» SET TASKS:
a. Translate this sentence from the post on structural code editors into Spanish: "The C/Unix path won, everything became text-based, and then people became so attached to their tools and code that they didn't consider that there was a better way."
b. In the post on structural code editors, write out the passage starting at "Here I was going" and ending at "any showstoppers yet)".

» READING TEXT:
____________________

Or perhaps more accurately, one that has taken off like image files
That’s because of a number of reasons: bandwagoning around text, perceived simplicity of text (deceptive, because text’s complexity scales poorly - text makes simple things easy but complex things hard), momentum of tools, education, and mindshare, chicken-and-egg problem after textual tools became dominant, text being more “flexible” (e.g. you can draw ASCII diagrams in it - which is pitiful compared to being able to embed animations in structural code, but people don’t think about that), etc.
Early on in computing, the pioneers faced a choice (kind of) to evolve programming down a Lisp-like path or a C/Unix path. The C/Unix path won, everything became text-based, and then people became so attached to their tools and code that they didn’t consider that there was a better way.
Here I was going to say that, even if more complex than they look, structural code editors are easy, except that just a few hours ago I discovered a new problem (that threw a wrench into my formerly-small-and-elegant structural editor design) that I hadn’t thought of before: redefinition of code forms. At the level of the editor I’m designing, function redefinitions are easy, because the editor treats all function calls are the same. However, macros and special forms have special logic for navigation, editing, and display of their contents, so if you redefine one of them, you have to update existing code somehow. So, perhaps it isn’t as easy as I thought… (although, I’ve been looking through the internet for reasons why structure editors haven’t taken off, and I haven’t found any showstoppers yet)

____________________

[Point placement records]

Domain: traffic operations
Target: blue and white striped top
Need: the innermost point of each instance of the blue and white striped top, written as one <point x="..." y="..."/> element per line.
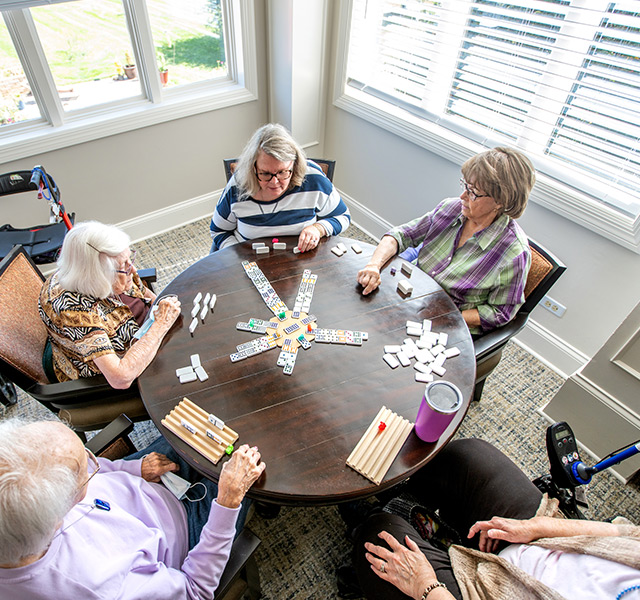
<point x="315" y="201"/>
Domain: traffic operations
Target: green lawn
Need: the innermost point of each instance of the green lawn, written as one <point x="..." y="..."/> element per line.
<point x="85" y="40"/>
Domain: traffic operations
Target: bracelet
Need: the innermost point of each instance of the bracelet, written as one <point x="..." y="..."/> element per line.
<point x="432" y="587"/>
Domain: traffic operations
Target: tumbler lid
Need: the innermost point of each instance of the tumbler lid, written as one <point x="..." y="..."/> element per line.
<point x="443" y="396"/>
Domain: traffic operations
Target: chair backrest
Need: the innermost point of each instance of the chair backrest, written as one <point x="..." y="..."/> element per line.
<point x="22" y="332"/>
<point x="328" y="166"/>
<point x="544" y="272"/>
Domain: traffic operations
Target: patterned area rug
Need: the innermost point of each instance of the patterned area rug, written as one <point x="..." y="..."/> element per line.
<point x="302" y="547"/>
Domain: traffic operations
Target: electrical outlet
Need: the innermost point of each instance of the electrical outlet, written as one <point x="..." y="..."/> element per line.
<point x="552" y="306"/>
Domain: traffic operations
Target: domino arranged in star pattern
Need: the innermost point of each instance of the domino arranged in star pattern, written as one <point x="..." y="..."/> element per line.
<point x="264" y="287"/>
<point x="305" y="292"/>
<point x="298" y="329"/>
<point x="287" y="358"/>
<point x="429" y="350"/>
<point x="340" y="336"/>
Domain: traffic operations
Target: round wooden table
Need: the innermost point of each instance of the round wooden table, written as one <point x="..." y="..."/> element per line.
<point x="308" y="423"/>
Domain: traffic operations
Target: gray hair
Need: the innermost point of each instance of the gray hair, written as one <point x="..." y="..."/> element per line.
<point x="272" y="139"/>
<point x="505" y="174"/>
<point x="87" y="262"/>
<point x="36" y="492"/>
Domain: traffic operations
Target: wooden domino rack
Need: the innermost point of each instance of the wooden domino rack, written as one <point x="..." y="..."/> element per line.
<point x="377" y="449"/>
<point x="199" y="419"/>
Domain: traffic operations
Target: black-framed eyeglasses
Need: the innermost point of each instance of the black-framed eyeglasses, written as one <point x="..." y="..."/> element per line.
<point x="472" y="195"/>
<point x="129" y="264"/>
<point x="265" y="176"/>
<point x="91" y="457"/>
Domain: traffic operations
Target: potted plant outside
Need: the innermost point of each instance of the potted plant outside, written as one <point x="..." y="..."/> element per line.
<point x="163" y="69"/>
<point x="129" y="67"/>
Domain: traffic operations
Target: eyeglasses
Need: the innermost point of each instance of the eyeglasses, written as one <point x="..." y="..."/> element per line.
<point x="91" y="457"/>
<point x="265" y="176"/>
<point x="129" y="264"/>
<point x="472" y="195"/>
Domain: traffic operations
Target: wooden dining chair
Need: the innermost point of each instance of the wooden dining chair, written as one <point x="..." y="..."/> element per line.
<point x="86" y="404"/>
<point x="544" y="272"/>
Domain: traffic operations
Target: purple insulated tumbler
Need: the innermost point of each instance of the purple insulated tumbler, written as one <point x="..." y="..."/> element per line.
<point x="439" y="405"/>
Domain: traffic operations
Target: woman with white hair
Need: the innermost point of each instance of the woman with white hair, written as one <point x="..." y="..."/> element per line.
<point x="76" y="526"/>
<point x="275" y="190"/>
<point x="93" y="306"/>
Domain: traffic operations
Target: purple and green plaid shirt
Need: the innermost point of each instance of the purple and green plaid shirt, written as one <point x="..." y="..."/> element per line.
<point x="487" y="272"/>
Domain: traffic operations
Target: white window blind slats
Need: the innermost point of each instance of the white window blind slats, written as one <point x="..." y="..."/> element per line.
<point x="559" y="78"/>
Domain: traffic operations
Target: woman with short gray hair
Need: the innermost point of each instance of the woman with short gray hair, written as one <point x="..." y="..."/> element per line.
<point x="275" y="190"/>
<point x="471" y="245"/>
<point x="93" y="307"/>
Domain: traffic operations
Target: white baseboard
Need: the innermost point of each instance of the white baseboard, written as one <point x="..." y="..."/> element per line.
<point x="553" y="351"/>
<point x="168" y="218"/>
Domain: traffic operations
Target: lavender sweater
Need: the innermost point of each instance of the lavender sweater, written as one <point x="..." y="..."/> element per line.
<point x="139" y="549"/>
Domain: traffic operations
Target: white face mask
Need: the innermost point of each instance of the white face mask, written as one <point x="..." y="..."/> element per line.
<point x="179" y="487"/>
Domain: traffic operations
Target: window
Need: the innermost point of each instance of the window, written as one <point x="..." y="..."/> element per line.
<point x="559" y="79"/>
<point x="76" y="70"/>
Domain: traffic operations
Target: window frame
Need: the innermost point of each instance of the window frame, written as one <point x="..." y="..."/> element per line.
<point x="56" y="130"/>
<point x="455" y="146"/>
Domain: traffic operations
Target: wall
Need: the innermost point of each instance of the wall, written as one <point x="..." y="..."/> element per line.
<point x="127" y="176"/>
<point x="392" y="180"/>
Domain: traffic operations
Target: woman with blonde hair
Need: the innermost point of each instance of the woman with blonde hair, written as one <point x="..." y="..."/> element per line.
<point x="275" y="190"/>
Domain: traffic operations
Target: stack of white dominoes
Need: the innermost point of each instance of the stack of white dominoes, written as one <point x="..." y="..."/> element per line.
<point x="429" y="350"/>
<point x="208" y="304"/>
<point x="192" y="372"/>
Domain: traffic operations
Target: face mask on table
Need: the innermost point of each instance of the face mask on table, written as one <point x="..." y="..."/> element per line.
<point x="179" y="487"/>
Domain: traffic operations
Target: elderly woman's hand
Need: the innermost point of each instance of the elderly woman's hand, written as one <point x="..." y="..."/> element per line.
<point x="238" y="475"/>
<point x="405" y="567"/>
<point x="167" y="312"/>
<point x="309" y="238"/>
<point x="154" y="465"/>
<point x="369" y="278"/>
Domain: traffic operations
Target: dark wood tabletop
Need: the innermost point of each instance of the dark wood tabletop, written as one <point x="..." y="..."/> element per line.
<point x="306" y="424"/>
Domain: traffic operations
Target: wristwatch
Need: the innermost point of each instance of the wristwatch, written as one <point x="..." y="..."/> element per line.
<point x="321" y="229"/>
<point x="432" y="587"/>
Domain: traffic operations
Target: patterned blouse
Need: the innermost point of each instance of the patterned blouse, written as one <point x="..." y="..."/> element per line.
<point x="82" y="328"/>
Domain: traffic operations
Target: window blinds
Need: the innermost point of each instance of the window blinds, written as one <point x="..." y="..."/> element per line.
<point x="558" y="78"/>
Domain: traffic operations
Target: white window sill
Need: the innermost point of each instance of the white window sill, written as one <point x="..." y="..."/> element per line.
<point x="134" y="115"/>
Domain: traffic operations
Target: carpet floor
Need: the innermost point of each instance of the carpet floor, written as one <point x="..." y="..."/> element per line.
<point x="302" y="547"/>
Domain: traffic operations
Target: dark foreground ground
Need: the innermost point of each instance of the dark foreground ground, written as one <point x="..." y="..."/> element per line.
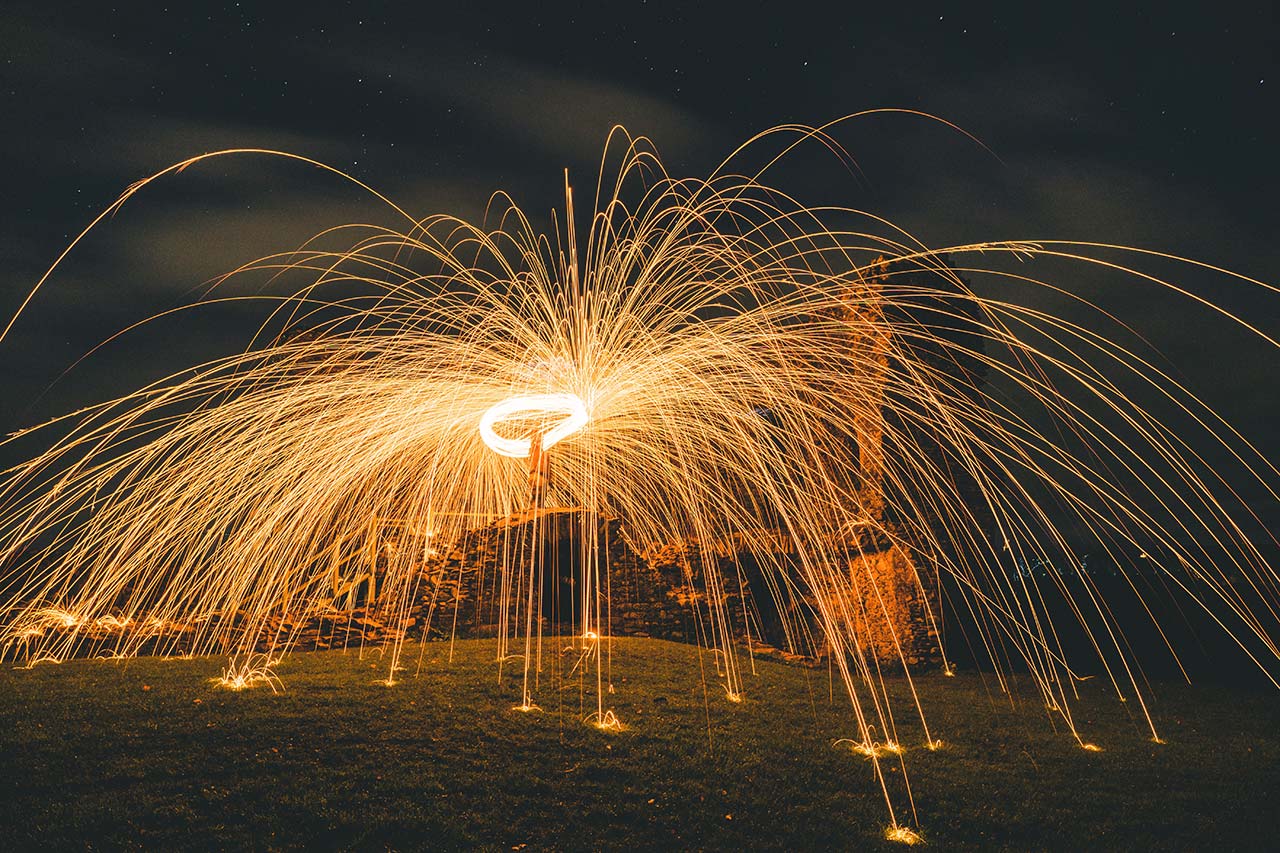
<point x="149" y="753"/>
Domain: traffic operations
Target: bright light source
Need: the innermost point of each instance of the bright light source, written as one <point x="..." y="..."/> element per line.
<point x="568" y="405"/>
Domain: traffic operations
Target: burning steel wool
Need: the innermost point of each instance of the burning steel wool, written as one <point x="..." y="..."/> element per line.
<point x="717" y="364"/>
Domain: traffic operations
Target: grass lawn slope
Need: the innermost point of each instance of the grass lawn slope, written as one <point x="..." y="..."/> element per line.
<point x="150" y="753"/>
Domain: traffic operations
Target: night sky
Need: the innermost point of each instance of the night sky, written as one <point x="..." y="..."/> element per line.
<point x="1150" y="128"/>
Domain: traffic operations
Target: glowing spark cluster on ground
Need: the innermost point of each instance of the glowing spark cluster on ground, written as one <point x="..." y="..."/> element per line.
<point x="699" y="370"/>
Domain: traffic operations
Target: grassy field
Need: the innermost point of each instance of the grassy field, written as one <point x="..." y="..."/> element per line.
<point x="149" y="753"/>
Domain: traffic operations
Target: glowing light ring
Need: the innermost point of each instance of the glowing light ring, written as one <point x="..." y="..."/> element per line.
<point x="568" y="405"/>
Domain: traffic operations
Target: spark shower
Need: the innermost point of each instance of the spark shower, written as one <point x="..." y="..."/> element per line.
<point x="700" y="369"/>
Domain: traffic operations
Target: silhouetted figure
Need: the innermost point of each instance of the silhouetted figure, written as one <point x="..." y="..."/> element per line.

____________________

» RESULTS:
a. El camino de C/Unix ganó, todo pasó a basarse en texto, y luego la gente se apegó tanto a sus herramientas y a su código que no consideró que hubiera una forma mejor.

b.
Here I was going to say that, even if more complex than they look, structural code editors are easy, except that just a few hours ago I discovered a new problem (that threw a wrench into my formerly-small-and-elegant structural editor design) that I hadn’t thought of before: redefinition of code forms. At the level of the editor I’m designing, function redefinitions are easy, because the editor treats all function calls are the same. However, macros and special forms have special logic for navigation, editing, and display of their contents, so if you redefine one of them, you have to update existing code somehow. So, perhaps it isn’t as easy as I thought… (although, I’ve been looking through the internet for reasons why structure editors haven’t taken off, and I haven’t found any showstoppers yet)